### [Selected extract]
━━━━━━━━━━

My interests co-incided and converged with Richard Gregory and Renny O’Shea and we co-founded Quarantine whose work I’d like to show you today. Quarantine is currently the John Thaw Fellow in Theatre here at the University of Manchester, and won the Arts Council England North West’s art05 award for outstanding achievement this year (2005.)

“…behind every face we pass in the street there beats a life of infinite complexity”

This phrase from Joyce Macmillan’s review of see-saw (an early Quarantine production) at Tramway, Glasgow crystalises the concepts that underpin the work of Quarantine and which are manifest in a series of events that have at their core , through a collusion of scenographic and dramaturgical strategies, a confusion and fusion, a blurring of boundaries between performers and audience, a process of disorientation, re-orientation, and a re-iteration of liveness, always with the invitation to act, to partake and even possibly derail the perceived trajectories of an event., making possible the discovery and presentation of personal histories that become communal through the exploration of the intimate, the mundane, the ‘normal’ and ‘ordinary’.

━━━━━━━━━━

### [Parts of the exercise]
**1.** Answer these about the Quarantine excerpt, one line each:
(a) Who co-founded Quarantine along with the speaker?
(b) What award did Quarantine win in 2005?
(c) At what venue was see-saw staged when it was reviewed?
**2.** Can you print everything in the Quarantine excerpt from "My interests co-incided" down to "this year (2005.)"?
**3.** Which people are named in the Quarantine excerpt? List every one.

━━━━━━━━━━

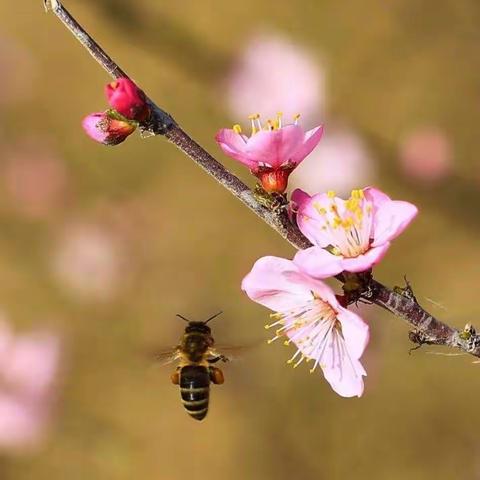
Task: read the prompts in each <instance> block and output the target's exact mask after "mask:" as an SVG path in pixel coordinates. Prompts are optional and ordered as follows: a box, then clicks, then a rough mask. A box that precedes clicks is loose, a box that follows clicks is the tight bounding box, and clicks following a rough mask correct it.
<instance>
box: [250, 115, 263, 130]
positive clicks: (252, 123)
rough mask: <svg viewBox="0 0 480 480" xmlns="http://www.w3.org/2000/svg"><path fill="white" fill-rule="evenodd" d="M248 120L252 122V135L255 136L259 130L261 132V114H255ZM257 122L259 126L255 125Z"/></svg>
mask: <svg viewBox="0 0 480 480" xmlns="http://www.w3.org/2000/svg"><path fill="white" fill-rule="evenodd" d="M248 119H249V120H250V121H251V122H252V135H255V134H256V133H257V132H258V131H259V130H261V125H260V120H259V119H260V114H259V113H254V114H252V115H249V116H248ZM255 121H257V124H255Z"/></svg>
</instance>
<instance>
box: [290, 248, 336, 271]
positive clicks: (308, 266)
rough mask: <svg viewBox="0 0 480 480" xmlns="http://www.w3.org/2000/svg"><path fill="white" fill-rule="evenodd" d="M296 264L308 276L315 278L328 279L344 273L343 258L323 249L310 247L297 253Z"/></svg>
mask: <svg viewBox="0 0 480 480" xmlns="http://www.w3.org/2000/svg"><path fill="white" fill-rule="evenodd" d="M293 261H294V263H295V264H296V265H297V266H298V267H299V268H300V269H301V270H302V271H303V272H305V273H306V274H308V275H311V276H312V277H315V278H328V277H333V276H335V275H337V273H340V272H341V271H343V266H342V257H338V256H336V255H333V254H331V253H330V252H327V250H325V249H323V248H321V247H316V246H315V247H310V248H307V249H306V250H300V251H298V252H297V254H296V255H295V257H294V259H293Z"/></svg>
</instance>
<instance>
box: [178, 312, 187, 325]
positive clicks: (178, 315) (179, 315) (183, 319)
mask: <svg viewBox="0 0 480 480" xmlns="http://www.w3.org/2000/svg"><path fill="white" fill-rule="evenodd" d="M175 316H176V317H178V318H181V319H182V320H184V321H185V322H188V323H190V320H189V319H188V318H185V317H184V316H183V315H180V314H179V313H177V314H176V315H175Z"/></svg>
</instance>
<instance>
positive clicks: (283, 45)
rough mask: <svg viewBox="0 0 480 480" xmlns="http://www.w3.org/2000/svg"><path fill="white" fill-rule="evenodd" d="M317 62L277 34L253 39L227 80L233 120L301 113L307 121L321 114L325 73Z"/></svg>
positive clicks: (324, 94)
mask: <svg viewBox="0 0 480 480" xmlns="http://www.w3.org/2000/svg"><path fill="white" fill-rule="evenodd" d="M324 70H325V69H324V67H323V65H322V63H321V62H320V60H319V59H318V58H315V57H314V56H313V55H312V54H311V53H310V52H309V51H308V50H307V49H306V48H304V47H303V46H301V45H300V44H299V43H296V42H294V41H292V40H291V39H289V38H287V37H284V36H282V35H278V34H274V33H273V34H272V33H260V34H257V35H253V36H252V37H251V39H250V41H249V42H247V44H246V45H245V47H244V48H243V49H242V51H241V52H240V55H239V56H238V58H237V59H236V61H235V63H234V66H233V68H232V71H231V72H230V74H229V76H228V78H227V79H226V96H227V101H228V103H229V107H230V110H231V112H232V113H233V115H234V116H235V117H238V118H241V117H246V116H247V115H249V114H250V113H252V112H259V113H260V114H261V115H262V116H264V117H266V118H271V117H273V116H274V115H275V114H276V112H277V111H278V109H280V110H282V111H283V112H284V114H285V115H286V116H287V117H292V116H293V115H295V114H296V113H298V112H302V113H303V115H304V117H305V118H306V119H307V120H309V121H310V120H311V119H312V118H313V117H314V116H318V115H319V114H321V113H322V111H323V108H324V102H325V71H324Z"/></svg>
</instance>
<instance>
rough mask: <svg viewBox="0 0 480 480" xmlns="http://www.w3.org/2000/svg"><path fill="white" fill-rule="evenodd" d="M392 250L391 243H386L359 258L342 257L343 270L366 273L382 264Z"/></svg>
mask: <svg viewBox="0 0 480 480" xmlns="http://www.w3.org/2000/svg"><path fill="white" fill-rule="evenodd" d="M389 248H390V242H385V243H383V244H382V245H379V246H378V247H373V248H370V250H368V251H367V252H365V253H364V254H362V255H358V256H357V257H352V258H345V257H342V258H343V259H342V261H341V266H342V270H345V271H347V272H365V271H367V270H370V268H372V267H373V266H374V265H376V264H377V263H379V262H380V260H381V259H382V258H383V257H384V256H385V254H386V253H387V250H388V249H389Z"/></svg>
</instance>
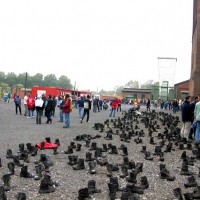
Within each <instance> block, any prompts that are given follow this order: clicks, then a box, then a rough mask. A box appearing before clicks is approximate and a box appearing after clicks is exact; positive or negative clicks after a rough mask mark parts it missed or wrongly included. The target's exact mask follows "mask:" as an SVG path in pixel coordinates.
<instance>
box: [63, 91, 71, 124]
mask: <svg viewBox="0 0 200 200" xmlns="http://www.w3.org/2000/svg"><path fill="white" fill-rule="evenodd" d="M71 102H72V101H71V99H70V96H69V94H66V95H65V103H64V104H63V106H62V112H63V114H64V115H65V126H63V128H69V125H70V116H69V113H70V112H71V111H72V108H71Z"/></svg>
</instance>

━━━━━━━━━━

### [Outputs by task]
**1.**
(a) Richard Gregory and Renny O'Shea
(b) Arts Council England North West's art05 award for outstanding achievement
(c) Tramway, Glasgow

**2.**
My interests co-incided and converged with Richard Gregory and Renny O’Shea and we co-founded Quarantine whose work I’d like to show you today. Quarantine is currently the John Thaw Fellow in Theatre here at the University of Manchester, and won the Arts Council England North West’s art05 award for outstanding achievement this year (2005.)

**3.**
Richard Gregory
Renny O'Shea
John Thaw
Joyce Macmillan